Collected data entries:
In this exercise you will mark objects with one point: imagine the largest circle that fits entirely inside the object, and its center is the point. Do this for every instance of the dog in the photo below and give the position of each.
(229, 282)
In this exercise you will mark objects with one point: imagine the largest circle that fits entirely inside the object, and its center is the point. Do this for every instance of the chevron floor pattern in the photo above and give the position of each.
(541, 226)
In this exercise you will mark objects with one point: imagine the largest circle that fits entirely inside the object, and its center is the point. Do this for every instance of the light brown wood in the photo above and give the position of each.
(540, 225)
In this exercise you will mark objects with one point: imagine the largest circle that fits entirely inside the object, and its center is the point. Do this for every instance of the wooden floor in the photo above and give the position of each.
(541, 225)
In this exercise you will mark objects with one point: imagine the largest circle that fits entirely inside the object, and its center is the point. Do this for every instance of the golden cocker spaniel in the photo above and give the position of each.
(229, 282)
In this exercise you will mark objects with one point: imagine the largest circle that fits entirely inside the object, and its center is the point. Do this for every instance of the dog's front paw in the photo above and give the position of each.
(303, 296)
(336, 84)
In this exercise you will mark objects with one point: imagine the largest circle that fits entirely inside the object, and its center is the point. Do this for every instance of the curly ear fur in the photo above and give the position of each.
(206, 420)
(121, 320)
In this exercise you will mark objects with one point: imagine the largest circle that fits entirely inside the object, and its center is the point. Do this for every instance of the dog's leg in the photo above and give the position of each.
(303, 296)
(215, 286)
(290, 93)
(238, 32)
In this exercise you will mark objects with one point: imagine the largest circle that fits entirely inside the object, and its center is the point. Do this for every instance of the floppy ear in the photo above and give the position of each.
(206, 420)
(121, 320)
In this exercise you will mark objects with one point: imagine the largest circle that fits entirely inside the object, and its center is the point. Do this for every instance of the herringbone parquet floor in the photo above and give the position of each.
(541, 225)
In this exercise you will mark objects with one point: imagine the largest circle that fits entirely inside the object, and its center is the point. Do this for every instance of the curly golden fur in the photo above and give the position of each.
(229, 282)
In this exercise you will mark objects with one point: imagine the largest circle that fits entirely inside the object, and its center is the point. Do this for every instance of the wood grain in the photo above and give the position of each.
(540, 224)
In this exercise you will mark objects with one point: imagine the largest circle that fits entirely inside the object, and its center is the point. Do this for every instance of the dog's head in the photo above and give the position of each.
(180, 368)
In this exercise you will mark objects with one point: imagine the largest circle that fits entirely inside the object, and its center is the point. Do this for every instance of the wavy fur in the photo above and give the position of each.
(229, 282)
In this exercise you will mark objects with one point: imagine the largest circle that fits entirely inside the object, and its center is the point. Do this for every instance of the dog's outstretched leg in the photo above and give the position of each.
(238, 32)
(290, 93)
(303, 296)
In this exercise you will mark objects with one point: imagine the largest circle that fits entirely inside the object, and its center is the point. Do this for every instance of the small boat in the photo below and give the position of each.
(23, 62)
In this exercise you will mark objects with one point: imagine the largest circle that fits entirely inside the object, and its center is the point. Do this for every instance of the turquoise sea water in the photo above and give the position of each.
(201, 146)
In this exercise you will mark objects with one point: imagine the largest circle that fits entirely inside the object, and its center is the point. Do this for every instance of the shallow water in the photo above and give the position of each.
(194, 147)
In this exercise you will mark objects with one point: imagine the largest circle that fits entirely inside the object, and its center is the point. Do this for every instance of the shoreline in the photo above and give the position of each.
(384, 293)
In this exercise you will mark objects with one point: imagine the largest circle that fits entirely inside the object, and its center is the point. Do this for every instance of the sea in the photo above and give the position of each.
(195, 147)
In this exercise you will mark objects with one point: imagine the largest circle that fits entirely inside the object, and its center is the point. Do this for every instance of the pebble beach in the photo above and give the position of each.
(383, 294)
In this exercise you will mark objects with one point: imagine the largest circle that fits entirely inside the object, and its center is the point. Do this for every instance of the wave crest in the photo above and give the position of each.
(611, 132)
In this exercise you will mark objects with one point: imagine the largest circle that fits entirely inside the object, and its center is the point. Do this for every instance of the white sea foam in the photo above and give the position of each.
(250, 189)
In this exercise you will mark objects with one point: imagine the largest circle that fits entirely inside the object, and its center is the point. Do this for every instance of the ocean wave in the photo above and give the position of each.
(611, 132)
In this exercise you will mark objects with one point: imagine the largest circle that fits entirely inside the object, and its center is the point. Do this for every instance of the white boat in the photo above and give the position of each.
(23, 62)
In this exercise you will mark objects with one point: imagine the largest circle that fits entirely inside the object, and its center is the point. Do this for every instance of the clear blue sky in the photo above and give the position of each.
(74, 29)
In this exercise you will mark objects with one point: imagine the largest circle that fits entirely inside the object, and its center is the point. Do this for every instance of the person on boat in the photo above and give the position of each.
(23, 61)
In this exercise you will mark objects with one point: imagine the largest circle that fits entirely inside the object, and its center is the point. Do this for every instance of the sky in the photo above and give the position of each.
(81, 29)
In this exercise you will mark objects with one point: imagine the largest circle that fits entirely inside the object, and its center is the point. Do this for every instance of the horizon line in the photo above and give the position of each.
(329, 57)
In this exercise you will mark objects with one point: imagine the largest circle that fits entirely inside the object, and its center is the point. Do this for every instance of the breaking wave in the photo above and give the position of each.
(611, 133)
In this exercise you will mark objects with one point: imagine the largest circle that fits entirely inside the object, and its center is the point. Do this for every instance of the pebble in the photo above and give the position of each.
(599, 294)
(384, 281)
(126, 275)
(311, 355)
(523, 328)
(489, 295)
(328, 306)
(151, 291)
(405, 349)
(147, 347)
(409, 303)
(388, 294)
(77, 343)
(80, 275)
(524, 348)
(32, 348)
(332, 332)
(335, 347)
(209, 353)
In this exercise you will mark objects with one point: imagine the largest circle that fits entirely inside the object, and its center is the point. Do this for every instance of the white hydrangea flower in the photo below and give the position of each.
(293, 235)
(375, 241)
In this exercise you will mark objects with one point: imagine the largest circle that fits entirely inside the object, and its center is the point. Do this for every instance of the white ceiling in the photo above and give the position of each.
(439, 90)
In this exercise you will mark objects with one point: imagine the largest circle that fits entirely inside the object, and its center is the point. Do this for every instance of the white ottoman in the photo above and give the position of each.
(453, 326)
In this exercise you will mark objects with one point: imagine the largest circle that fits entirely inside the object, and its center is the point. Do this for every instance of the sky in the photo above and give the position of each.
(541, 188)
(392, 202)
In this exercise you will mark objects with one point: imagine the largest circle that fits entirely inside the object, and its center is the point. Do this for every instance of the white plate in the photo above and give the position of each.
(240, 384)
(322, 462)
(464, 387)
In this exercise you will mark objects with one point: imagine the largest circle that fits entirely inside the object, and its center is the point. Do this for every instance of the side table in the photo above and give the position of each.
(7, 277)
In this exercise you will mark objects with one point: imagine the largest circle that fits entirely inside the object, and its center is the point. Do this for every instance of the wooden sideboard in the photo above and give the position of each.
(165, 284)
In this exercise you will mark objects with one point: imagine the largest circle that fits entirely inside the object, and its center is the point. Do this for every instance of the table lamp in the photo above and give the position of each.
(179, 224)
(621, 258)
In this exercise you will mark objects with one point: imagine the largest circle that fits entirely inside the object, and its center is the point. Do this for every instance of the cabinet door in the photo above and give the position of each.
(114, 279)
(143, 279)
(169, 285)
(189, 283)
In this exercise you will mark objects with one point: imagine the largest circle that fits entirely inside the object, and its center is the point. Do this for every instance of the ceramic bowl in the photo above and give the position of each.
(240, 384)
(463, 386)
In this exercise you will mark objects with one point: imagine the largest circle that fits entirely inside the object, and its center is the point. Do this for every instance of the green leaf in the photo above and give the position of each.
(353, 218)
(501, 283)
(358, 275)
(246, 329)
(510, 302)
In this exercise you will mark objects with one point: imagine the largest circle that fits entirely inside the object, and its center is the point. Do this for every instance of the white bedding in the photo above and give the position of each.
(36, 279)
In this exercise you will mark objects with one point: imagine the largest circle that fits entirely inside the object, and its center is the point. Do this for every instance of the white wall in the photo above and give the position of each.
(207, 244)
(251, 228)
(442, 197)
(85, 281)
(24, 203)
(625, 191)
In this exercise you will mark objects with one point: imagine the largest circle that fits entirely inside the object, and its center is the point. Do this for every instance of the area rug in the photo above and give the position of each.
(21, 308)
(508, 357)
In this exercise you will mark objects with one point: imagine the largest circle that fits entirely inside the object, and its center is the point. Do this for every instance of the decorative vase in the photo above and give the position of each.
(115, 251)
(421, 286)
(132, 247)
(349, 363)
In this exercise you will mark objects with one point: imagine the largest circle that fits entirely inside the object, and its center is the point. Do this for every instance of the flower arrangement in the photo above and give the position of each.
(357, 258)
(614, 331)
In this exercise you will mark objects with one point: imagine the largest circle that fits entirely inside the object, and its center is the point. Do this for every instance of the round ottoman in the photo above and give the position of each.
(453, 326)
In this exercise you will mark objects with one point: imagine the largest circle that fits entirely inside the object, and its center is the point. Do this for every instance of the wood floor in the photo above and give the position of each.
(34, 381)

STATED GOAL: Your task is to extract the lines running from the one with "the white wall" to the end of the material, inclusive, copying each exactly and adding nothing.

REPLY:
In this exercise you will mark objects with one point: imagine the largest circle that fits entirely inside the object, and its center is the point. Do this for every instance of the white wall in the photo above and give the position of each.
(207, 244)
(251, 228)
(442, 197)
(85, 281)
(24, 203)
(625, 191)
In this exercise you will mark objects with one point: imagine the largest circle that fits entirely inside the object, and its center is the point. Do this for every instance of the area rug in the photo above and give the position of each.
(21, 308)
(508, 357)
In this exercise you will mark objects with one point: imagine the largest circle that fits entirely inside the object, and its center is the point. Do this for every instance of the decorative vase in the photo above and give the position of each.
(115, 251)
(421, 286)
(132, 247)
(349, 363)
In this exercise you will mark objects with one point: imagine the largest circle that fits entirely inside the object, and its center is the point. Do this for every instance of the flower arrangement in the photo above and give the position of each.
(357, 258)
(614, 331)
In this exercise you will mark objects with one point: imagine the largest circle that fits entirely inside the object, and its center is the point. Do this for every instance of the round ottoman in the photo above and give the position of each.
(453, 326)
In this exercise you will mark objects with one point: imagine the largest circle that fits entirely inside the object, and its center is the point. Do this for every instance of the wood floor in the photo above and give the position of each.
(34, 381)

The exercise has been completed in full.